#### Exercise:
Give the entries again, word for word.
------------------------------------------------------------
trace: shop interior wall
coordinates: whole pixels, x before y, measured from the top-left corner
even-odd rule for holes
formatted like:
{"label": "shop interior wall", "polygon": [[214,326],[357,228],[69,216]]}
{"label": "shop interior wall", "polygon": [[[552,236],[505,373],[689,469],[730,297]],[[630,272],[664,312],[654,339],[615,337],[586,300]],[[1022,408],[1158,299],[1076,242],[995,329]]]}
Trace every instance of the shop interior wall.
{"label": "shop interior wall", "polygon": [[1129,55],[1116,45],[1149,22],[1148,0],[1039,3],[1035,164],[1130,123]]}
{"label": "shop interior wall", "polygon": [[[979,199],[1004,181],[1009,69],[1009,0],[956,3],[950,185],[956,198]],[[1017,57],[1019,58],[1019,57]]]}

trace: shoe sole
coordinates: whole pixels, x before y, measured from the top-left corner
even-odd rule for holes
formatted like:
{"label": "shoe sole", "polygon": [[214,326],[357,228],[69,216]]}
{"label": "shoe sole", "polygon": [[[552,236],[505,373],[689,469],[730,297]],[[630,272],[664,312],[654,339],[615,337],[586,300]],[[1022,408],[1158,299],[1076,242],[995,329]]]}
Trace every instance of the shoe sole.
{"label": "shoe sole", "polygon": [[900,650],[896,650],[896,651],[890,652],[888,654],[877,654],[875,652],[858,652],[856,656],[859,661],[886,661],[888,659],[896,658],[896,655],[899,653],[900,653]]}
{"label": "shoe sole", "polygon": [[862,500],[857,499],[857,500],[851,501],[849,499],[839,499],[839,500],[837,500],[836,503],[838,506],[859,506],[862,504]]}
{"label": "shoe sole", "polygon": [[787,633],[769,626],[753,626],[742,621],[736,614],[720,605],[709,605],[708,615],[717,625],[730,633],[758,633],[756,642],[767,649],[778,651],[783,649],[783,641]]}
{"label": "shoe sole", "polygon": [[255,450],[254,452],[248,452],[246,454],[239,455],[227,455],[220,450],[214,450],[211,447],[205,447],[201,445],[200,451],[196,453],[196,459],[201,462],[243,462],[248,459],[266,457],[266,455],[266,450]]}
------------------------------------------------------------
#### Result:
trace: shop interior wall
coordinates: whole pixels, x before y, measured from the top-left corner
even-odd rule for holes
formatted like:
{"label": "shop interior wall", "polygon": [[214,326],[357,228],[69,216]]}
{"label": "shop interior wall", "polygon": [[[552,236],[505,373],[689,469],[730,297]],[[630,272],[664,312],[654,339],[615,337],[586,300]],[[1022,408],[1158,299],[1076,242],[995,329]]]}
Trace every instance of the shop interior wall.
{"label": "shop interior wall", "polygon": [[1129,55],[1116,45],[1149,22],[1148,0],[1039,3],[1035,164],[1130,123]]}
{"label": "shop interior wall", "polygon": [[[979,199],[1004,181],[1009,69],[1009,0],[956,3],[950,185],[956,198]],[[1017,57],[1019,58],[1019,57]]]}

trace: shoe sole
coordinates: whole pixels, x before y, measured from the top-left corner
even-odd rule for holes
formatted like:
{"label": "shoe sole", "polygon": [[214,326],[357,228],[69,216]]}
{"label": "shoe sole", "polygon": [[[552,236],[505,373],[689,469],[730,297]],[[630,272],[664,312],[654,339],[615,337],[586,300]],[[1022,408],[1158,299],[1076,242],[995,329]]]}
Trace every instance of the shoe sole.
{"label": "shoe sole", "polygon": [[900,650],[896,650],[896,651],[890,652],[888,654],[877,654],[875,652],[858,652],[856,656],[859,661],[886,661],[888,659],[896,658],[896,655],[899,653],[900,653]]}
{"label": "shoe sole", "polygon": [[862,500],[857,499],[857,500],[851,501],[849,499],[839,499],[839,500],[837,500],[836,503],[838,506],[859,506],[862,504]]}
{"label": "shoe sole", "polygon": [[787,633],[769,626],[753,626],[742,621],[736,614],[720,605],[709,605],[708,615],[717,625],[730,633],[758,633],[756,642],[767,649],[778,651],[783,649],[783,641]]}
{"label": "shoe sole", "polygon": [[255,450],[254,452],[248,452],[246,454],[239,455],[227,455],[220,450],[214,450],[211,447],[205,447],[201,445],[200,451],[196,453],[196,459],[201,462],[243,462],[248,459],[266,457],[266,455],[266,450]]}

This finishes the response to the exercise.